Objective →
Edit the records below by changing "this photo" to "this image" everywhere and keeping everything else the same. Leave out the pictures.

Listed entries →

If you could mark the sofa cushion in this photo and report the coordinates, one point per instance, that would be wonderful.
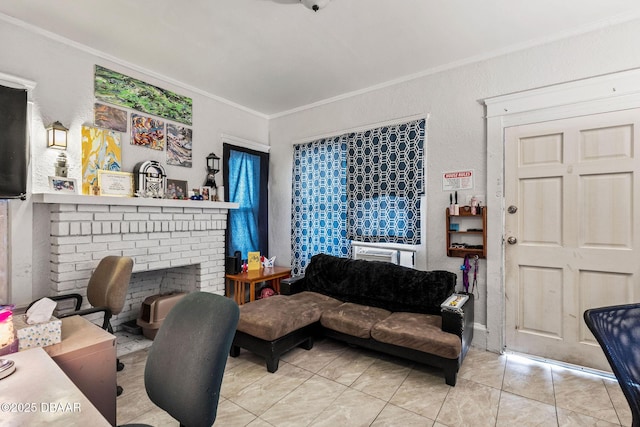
(274, 317)
(379, 284)
(353, 319)
(421, 332)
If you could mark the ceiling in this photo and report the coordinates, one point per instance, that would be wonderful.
(275, 56)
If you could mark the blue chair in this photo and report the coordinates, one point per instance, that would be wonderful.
(617, 329)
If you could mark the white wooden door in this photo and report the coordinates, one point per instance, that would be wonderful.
(575, 185)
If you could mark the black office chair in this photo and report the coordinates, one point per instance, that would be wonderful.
(186, 362)
(617, 329)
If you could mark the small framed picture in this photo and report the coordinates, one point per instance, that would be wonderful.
(206, 193)
(62, 184)
(111, 183)
(177, 189)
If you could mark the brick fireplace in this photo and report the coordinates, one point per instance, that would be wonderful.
(176, 245)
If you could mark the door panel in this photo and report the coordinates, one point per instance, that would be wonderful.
(575, 184)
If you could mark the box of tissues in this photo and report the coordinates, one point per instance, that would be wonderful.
(38, 328)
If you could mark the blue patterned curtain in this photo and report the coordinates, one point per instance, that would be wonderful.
(319, 201)
(384, 183)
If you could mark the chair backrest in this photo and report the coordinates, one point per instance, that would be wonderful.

Response →
If you could mark the sofa cushion in this image and report the coordinates, one point per instance, that would be wonderful.
(274, 317)
(379, 284)
(353, 319)
(421, 332)
If you could mark the ceiling in this image and report the coordinates, one point per instance, that would be wonderful.
(275, 56)
If you could mark the blue chair in this image and report the coordinates, one point per instance, that would be wonderful.
(617, 329)
If you could mark the white wooden door in this image and report the coordinates, one point per instance, that would be wonderful.
(575, 185)
If you could mark the black office chair in this image and report the coordinates, one point per instance, that would be wonderful.
(186, 362)
(617, 329)
If you could mark the small framed picture in this image and report the coordinates, one point per instance, that would be wonderful.
(206, 193)
(62, 184)
(111, 183)
(177, 189)
If you could mark the brick fireplace in this image and report the coordinates, one point per instance, that would be wonderful.
(176, 245)
If you could mark the door panel in this image and report the coordinates, one point per instance, that would be wonderful.
(575, 184)
If you could mark the box of tissues in this image and report the coordinates, one point per instance, that would be wonderful.
(38, 328)
If you could mark the blue patterned curtain in this image and report the coordinates, one point per instance, that would be wonderful.
(319, 201)
(384, 183)
If you could mark the chair backrest in this image and report the coordinates, one point per instance, that would be wonderful.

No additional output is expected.